◆ **CHALLENGES**:
a) Decide whether each statement below agrees with the passage on Atlanta artists and dialect. For each, answer yes or no and quote the deciding words. (i) Kara Walker stayed in Atlanta. (ii) The Finnish blogger's hometown is Kauhava. (iii) The writer keeps coming back to John Crowley's Ægypt cycle.
b) Write the next part of the passage on Atlanta artists and dialect, picking up after its last sentence.

◆ **SUPPLIED PASSAGE**:
I am tempted to engage in what would be a genuine digression about how the African-American artists who came out of the Atlanta College of Art in the early 1990s are the most distinctive group of Atlanta artists, joined by more recent arrivals from elsewhere such as Charles Nelson. (Radcliffe Bailey is the best known of the artists who stayed in Atlanta, joined by Kojo Griffin, whose route to the Whitney Biennial was a little different. But Kara Walker, who left, turned out to be the one on the covers of numerous global art magazines.)

So I shall stay more or less on message for once, and respectfully call your attention to the ridiculously inserted Southern vernacular in the above paragraphs. Obviously I grew up, as anyone educated in America does, learning the lingo of various regions and social classes. And I am fascinated by the strategies of those who grow up surrounded by seriously divergent dialects. I love it when the Finnish student of Japanese whose blog I follow goes off on her dorky hometown of Kauhava, and I comprehend, even though I can’t understand the language, the motives when she occasionally stops writing in fluent English and points out some absurdity in her regional dialect of Finnish, which she then quotes in extenso.

And it is this kind of cultural tension, which functions similarly in countries all over the globe, that accounts for my fascination with how we structures our lives by stories, and by the kinds of language we use to tell those stories. It is part, though obviously only part, of why I return again and again to John Crowley’s Ægypt cycle, in spite of wishing to get on to other things almost as devoutly as I suspect Mr. Crowley does. (One’s crowning achievements so often tend to get recognized in years when one would really rather be thinking about some other topic.)

Hence the post that readers of will find following this one, but those reading this part on will not. (I know how to cross-promote my divergent web journals, y’all.)

◆ **INFORMATION SUPPLIED**:
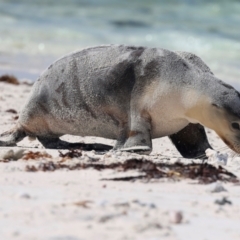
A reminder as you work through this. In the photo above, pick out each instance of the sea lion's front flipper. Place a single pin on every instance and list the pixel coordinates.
(191, 141)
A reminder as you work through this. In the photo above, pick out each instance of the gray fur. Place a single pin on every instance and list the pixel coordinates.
(120, 92)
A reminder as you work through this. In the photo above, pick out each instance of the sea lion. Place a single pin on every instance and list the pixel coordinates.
(131, 94)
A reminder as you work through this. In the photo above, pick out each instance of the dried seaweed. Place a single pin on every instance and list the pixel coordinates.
(36, 155)
(71, 153)
(203, 172)
(9, 79)
(11, 111)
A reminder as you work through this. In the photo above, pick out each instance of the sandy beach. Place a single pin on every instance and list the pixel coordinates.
(70, 196)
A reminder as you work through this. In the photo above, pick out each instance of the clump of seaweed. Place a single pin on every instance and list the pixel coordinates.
(203, 172)
(9, 79)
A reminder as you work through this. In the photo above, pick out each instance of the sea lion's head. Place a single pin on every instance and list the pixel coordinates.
(219, 109)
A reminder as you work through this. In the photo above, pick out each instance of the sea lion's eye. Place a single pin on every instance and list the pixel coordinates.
(235, 126)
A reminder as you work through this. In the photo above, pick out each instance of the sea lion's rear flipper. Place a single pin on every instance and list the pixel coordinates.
(56, 143)
(191, 141)
(10, 138)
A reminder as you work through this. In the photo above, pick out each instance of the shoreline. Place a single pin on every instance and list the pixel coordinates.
(79, 204)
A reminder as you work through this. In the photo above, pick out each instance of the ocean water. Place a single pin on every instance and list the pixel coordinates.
(33, 33)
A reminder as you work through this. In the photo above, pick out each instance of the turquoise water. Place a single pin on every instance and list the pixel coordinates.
(33, 33)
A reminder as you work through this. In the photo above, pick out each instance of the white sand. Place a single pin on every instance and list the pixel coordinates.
(71, 205)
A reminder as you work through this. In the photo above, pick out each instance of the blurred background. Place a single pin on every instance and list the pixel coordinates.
(33, 33)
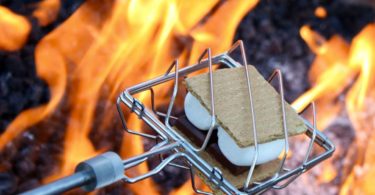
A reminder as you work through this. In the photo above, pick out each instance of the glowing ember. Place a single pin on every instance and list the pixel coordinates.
(336, 68)
(103, 48)
(320, 12)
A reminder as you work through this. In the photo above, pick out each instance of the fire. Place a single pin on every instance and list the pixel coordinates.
(14, 30)
(341, 69)
(106, 46)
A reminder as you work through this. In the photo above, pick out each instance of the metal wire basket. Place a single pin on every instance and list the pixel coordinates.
(172, 142)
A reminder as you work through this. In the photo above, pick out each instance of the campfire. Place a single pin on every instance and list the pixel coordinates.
(91, 51)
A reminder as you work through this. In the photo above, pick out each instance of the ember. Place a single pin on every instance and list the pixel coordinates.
(106, 46)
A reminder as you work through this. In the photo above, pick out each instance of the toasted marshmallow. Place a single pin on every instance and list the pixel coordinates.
(244, 156)
(196, 113)
(201, 119)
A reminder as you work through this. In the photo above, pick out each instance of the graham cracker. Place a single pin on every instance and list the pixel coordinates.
(232, 105)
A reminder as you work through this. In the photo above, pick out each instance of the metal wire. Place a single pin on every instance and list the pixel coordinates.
(190, 153)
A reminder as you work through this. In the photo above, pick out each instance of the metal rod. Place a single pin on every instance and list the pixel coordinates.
(64, 184)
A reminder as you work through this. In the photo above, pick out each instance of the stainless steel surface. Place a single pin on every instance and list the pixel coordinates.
(189, 152)
(168, 141)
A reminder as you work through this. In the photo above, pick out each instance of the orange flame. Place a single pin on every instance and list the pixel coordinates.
(14, 30)
(47, 11)
(106, 46)
(336, 68)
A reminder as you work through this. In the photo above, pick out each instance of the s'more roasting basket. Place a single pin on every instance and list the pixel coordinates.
(199, 151)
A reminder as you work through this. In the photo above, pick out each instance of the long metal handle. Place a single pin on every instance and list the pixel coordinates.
(64, 184)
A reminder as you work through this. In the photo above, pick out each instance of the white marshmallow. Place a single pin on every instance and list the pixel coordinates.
(196, 113)
(244, 156)
(201, 119)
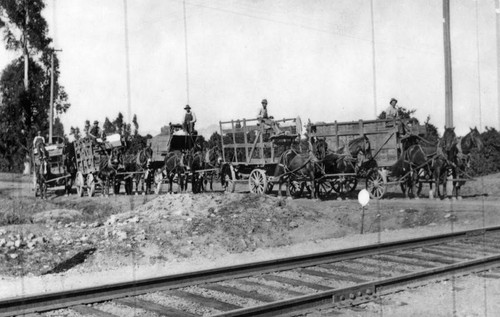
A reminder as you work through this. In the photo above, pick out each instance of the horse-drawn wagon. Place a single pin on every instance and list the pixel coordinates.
(251, 150)
(96, 164)
(172, 158)
(366, 149)
(52, 166)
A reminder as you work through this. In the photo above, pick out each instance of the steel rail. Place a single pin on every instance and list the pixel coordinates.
(51, 301)
(361, 292)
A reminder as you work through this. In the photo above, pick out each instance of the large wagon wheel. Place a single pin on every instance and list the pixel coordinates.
(257, 182)
(158, 180)
(295, 188)
(229, 180)
(90, 185)
(376, 183)
(325, 188)
(79, 183)
(344, 184)
(35, 185)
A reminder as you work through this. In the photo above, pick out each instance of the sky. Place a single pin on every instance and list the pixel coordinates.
(308, 58)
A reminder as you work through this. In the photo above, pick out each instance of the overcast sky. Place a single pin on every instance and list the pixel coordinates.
(308, 58)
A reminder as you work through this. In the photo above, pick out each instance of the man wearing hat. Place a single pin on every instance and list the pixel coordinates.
(95, 131)
(189, 120)
(264, 117)
(392, 110)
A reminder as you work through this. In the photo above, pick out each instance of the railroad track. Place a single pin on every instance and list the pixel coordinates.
(284, 286)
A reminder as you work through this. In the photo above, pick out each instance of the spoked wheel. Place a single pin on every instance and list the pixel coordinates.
(344, 185)
(158, 180)
(258, 182)
(229, 180)
(90, 185)
(79, 183)
(376, 183)
(35, 185)
(325, 189)
(295, 188)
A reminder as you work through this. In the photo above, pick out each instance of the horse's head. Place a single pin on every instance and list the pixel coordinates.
(476, 139)
(449, 139)
(360, 145)
(320, 148)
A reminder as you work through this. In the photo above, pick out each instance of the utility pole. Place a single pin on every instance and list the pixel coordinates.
(497, 14)
(447, 65)
(51, 111)
(374, 60)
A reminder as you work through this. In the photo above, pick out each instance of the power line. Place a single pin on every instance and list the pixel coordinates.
(186, 51)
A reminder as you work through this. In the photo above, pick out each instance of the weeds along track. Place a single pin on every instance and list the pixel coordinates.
(281, 286)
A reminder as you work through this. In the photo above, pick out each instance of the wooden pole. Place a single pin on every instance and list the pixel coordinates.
(447, 65)
(497, 14)
(374, 66)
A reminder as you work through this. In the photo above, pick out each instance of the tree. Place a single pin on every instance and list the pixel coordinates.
(118, 123)
(108, 127)
(75, 131)
(136, 125)
(24, 112)
(24, 29)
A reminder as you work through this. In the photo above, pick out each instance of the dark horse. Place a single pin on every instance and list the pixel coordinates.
(417, 161)
(199, 159)
(175, 166)
(136, 168)
(461, 155)
(42, 170)
(293, 166)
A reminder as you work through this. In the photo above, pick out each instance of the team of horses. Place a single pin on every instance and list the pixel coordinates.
(419, 161)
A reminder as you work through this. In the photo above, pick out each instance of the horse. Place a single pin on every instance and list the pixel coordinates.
(70, 166)
(292, 166)
(175, 165)
(464, 146)
(42, 171)
(109, 165)
(203, 160)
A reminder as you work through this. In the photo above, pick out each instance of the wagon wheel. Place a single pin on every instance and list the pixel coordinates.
(90, 185)
(229, 180)
(35, 185)
(116, 186)
(79, 182)
(257, 182)
(295, 188)
(376, 183)
(158, 180)
(324, 189)
(344, 185)
(129, 183)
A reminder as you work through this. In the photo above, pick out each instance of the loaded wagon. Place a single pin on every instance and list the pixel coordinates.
(175, 140)
(55, 172)
(251, 150)
(387, 139)
(94, 169)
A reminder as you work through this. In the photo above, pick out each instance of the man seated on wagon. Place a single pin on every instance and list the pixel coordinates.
(96, 132)
(189, 120)
(268, 121)
(38, 139)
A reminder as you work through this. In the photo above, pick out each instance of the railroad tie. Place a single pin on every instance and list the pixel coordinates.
(269, 287)
(295, 282)
(90, 311)
(238, 292)
(333, 276)
(202, 300)
(135, 302)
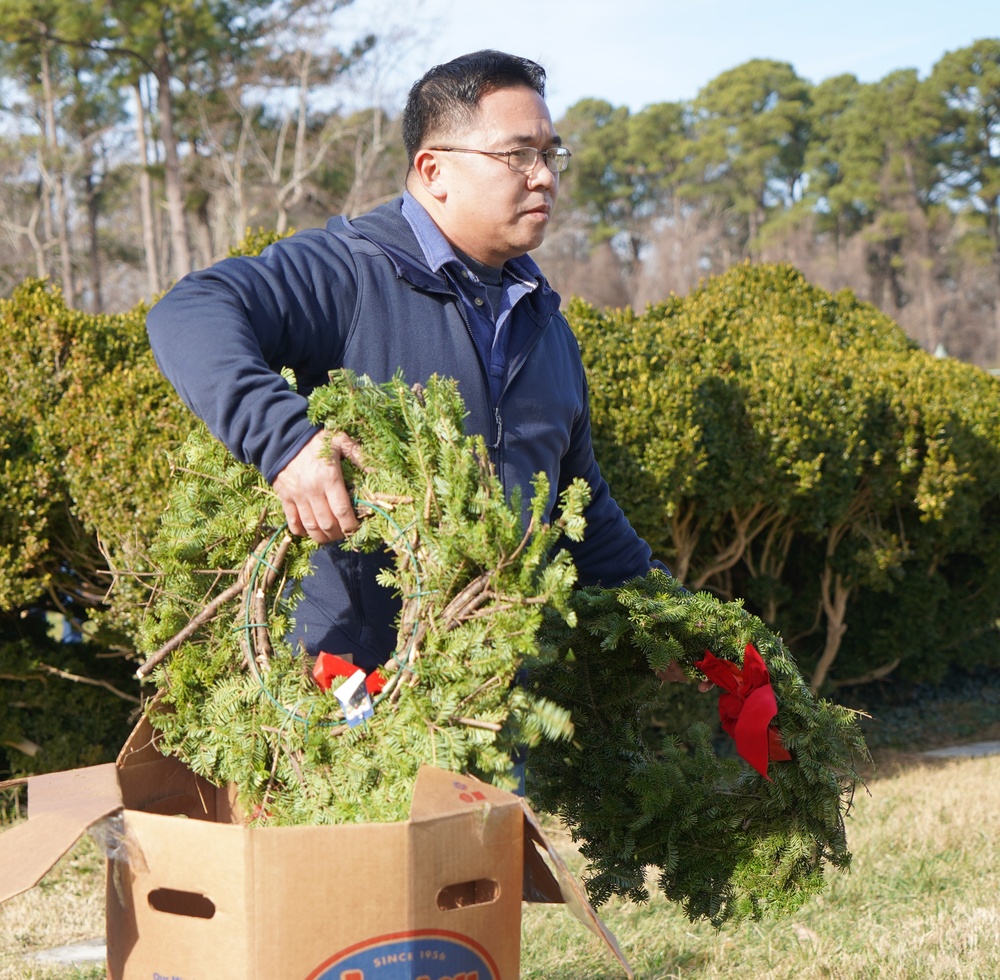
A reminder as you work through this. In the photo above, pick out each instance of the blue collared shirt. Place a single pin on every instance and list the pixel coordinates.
(490, 329)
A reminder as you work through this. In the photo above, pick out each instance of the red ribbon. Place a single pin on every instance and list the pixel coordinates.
(328, 666)
(747, 707)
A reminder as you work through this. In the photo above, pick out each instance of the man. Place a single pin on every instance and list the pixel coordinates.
(436, 282)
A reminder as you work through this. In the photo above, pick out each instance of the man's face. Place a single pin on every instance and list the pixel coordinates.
(489, 211)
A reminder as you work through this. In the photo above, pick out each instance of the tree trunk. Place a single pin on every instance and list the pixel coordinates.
(146, 197)
(93, 212)
(56, 179)
(180, 249)
(834, 595)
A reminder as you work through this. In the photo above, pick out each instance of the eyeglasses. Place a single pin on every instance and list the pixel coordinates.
(522, 159)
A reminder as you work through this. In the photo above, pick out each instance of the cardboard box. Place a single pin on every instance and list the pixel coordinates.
(192, 894)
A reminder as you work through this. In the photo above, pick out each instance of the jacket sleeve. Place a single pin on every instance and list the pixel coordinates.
(222, 335)
(611, 551)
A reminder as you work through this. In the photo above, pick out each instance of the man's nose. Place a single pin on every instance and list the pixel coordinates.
(541, 176)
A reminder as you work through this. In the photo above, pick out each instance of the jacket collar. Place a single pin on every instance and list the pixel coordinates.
(387, 229)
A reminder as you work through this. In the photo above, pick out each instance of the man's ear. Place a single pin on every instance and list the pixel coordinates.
(427, 170)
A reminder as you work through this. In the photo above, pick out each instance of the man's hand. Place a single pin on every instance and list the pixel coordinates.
(312, 491)
(674, 672)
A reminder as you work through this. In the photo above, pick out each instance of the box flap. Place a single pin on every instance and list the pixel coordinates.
(540, 876)
(61, 806)
(439, 793)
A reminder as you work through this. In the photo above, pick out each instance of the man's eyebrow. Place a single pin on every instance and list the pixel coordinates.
(528, 140)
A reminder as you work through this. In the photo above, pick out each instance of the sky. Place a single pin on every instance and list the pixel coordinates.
(637, 52)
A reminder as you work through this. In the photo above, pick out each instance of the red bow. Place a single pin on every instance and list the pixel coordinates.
(329, 665)
(747, 707)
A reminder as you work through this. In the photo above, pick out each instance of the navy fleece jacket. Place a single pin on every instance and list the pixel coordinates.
(359, 295)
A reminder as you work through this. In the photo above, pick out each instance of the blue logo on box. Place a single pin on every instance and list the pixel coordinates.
(422, 955)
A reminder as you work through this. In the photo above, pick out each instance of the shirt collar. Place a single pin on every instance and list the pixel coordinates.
(438, 251)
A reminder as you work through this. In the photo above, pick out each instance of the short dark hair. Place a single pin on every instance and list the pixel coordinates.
(449, 94)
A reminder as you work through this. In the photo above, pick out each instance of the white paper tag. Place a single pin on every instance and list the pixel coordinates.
(354, 699)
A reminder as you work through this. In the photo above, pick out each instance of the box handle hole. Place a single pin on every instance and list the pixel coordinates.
(176, 902)
(482, 891)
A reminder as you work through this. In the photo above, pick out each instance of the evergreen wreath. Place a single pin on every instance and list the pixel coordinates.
(486, 601)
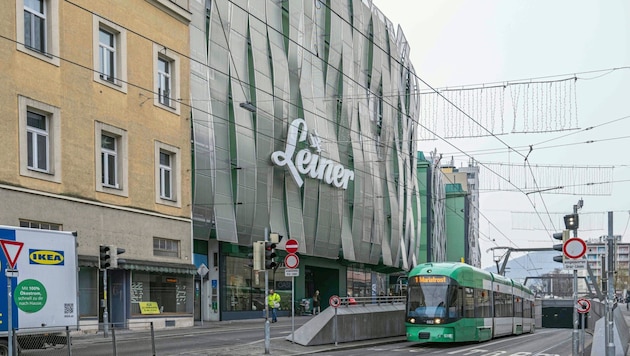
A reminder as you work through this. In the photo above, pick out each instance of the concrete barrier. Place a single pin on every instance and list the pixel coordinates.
(353, 323)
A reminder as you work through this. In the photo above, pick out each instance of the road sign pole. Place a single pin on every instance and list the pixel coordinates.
(293, 310)
(335, 327)
(9, 313)
(267, 327)
(582, 335)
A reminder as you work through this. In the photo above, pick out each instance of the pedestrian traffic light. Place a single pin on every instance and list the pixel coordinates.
(105, 257)
(257, 256)
(571, 221)
(564, 236)
(270, 254)
(114, 256)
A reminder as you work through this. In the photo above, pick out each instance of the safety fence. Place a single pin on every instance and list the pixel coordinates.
(136, 339)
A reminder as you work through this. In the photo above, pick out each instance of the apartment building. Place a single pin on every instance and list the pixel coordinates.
(95, 138)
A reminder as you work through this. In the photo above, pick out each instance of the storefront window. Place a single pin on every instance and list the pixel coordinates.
(245, 289)
(363, 283)
(173, 293)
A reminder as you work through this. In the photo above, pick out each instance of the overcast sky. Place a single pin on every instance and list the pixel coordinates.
(460, 43)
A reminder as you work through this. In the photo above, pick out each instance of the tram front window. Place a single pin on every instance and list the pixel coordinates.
(427, 300)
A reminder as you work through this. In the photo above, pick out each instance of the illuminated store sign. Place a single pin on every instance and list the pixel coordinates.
(307, 162)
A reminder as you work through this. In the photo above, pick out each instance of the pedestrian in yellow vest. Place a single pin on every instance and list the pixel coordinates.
(274, 303)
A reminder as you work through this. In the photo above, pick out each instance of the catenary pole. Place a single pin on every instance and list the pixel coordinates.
(610, 343)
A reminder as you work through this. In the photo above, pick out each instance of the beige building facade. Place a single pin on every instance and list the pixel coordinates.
(95, 138)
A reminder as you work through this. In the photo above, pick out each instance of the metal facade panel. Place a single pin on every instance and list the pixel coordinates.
(321, 77)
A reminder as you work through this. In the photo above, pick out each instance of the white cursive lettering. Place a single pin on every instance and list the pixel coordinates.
(308, 163)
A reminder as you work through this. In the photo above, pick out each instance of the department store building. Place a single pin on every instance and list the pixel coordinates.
(304, 124)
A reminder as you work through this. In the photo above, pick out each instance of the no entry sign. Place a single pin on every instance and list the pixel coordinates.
(574, 248)
(291, 246)
(291, 261)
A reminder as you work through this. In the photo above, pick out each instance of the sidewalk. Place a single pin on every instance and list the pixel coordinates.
(278, 344)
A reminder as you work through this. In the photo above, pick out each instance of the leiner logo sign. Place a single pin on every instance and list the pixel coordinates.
(306, 162)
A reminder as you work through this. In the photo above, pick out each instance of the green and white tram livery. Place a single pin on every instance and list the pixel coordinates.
(455, 302)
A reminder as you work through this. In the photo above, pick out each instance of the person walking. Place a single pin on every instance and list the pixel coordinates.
(274, 303)
(316, 300)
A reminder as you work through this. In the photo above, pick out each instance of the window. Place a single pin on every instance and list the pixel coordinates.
(167, 174)
(88, 292)
(37, 27)
(109, 161)
(110, 54)
(165, 247)
(166, 82)
(37, 141)
(110, 158)
(107, 55)
(40, 225)
(172, 292)
(40, 148)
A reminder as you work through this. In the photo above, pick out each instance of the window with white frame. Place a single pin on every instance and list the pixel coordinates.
(40, 144)
(111, 153)
(167, 174)
(166, 83)
(165, 247)
(35, 25)
(107, 54)
(37, 29)
(109, 160)
(110, 54)
(37, 141)
(40, 225)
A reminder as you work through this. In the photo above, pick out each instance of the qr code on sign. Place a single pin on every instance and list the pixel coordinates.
(68, 309)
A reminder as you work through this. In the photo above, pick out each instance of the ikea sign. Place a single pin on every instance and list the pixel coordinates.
(45, 257)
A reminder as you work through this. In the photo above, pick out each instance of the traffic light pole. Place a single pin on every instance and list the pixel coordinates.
(610, 338)
(267, 327)
(105, 315)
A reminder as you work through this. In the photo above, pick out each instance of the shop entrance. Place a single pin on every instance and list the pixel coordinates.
(326, 280)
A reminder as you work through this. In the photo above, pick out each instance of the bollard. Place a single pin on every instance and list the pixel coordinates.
(152, 339)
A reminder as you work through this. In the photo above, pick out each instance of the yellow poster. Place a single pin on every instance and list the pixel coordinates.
(149, 308)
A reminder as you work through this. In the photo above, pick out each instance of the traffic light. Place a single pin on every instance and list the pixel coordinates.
(114, 256)
(257, 257)
(270, 254)
(564, 236)
(104, 257)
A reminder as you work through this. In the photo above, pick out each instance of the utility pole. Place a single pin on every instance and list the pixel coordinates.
(576, 330)
(610, 338)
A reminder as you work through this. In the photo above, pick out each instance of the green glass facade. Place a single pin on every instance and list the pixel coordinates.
(304, 124)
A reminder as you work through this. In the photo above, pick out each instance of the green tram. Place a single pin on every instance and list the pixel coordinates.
(456, 302)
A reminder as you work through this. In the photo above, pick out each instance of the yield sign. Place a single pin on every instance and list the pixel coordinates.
(11, 250)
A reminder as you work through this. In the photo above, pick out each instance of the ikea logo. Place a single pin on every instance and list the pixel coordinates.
(45, 257)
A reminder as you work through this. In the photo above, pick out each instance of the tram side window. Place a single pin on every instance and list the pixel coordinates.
(502, 305)
(469, 303)
(527, 309)
(483, 303)
(518, 306)
(455, 302)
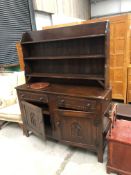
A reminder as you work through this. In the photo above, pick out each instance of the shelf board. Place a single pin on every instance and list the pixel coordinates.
(65, 57)
(60, 39)
(67, 76)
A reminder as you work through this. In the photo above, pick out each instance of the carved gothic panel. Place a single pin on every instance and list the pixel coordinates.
(33, 118)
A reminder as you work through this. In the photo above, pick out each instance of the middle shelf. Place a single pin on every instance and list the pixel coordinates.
(66, 57)
(67, 76)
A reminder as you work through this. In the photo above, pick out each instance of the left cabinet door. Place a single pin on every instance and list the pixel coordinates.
(33, 119)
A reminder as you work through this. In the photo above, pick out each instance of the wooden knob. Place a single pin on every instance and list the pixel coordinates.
(22, 96)
(62, 101)
(88, 105)
(41, 98)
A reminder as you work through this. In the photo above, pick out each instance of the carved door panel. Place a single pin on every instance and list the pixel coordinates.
(33, 118)
(78, 127)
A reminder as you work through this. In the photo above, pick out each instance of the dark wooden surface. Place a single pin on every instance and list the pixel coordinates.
(119, 148)
(74, 61)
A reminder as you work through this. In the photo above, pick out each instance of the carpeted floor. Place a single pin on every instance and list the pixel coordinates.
(21, 155)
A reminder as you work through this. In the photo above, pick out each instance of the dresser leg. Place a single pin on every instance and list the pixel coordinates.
(25, 131)
(100, 155)
(108, 170)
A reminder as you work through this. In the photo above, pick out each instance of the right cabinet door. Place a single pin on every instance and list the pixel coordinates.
(78, 128)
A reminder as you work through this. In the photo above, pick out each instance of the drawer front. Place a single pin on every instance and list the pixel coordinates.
(76, 103)
(29, 96)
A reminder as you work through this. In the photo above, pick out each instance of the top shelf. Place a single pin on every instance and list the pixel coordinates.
(59, 39)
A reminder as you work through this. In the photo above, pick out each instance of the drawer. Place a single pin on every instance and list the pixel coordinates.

◆ **TASK RESULTS**:
a)
(i) No. "But Kara Walker, who left, turned out to be the one on the covers of numerous global art magazines."
(ii) Yes. "goes off on her dorky hometown of Kauhava"
(iii) Yes. "why I return again and again to John Crowley’s Ægypt cycle"

b)
Anyway, I once compared the ironic humor of Southern intellectuals with that of Central Europe, not least because I have frequently been happiest in the company of folks who hail from Mitteleuropa, though some left rather early in life. But there is something far more antic about Southern irony. Not for nothing did utopyr a.k.a. Grady Harris find himself for years in the Czech Republic (teaching English in the city best known for Semtex). But all of us seem to have alternated in our younger days between studying the Western intellectual tradition one year and living in wildly disparate environments the next. That much was commonplace, and I guess most such folks born between 1942 and 1962 also alternated between a cabin in Alaska and a houseboat in Amsterdam, or seminars on classical literature and factory work and being given a gun in Montana and told they would have to engage in wildlife poaching.

But there does seem to be something about growing up around Southerners that encourages a sense of irony that involves wildly contradictory versions of humor and seriousness alike.

Last night I went over to Edgewood for “Viva la Frida,” Susan Bridges’ exuberant tribute to the Frida Kahlo centenary. The art was, like Kahlo’s, simultaneously subtle and in-your-face. The show marks the return to visibility of Red Weldon-Sandlin, another of those artists whose pieces are in national museum collections and whose identity is spread across too many different media and markets to make sense to the orderly art world out there beyhond the provinces.

The opening night included a performance piece by a retired radical professor who paid homage to Frida’s political side by reprising a piece in which she (the professor) dresses in a costume that combines burqa and nun’s habit and leads the audience in a call and response of a text drawn mostly from old-line Marxism. (Hegemony is good to think about, but surplus labor value is what affects those makers of rubber bathmats of whom Joe Bageant writes; no Gramscian-Althusserian coruscations here.) Then three members of the Dames Aflame burlesque troupe came out in appropriate fiesta garb and did a Frida-homage strip show.

At evening’s end the culturally and generationally diverse crowd shared in the astounding Frida Kahlo birthday cake, one of those pieces of sculpture that leaves one astonished that anyone other than Jean Tinguely would put so much visual elaboration into a thing meant to be destroyed in a few hours’ time. (Ice sculptures come to mind, of course.)

The serving capacity of the cake brought to mind the miracle of the loaves and fishes, and though it probably wasn’t consciously intended, the communal consumption of an edible statue of Frida was exactly the sort of secularized communion (Tom Altizer would call it “radically profane” but he's just that kind of guy) that would be ritual-creators try to invent, but rarely succeed in so doing.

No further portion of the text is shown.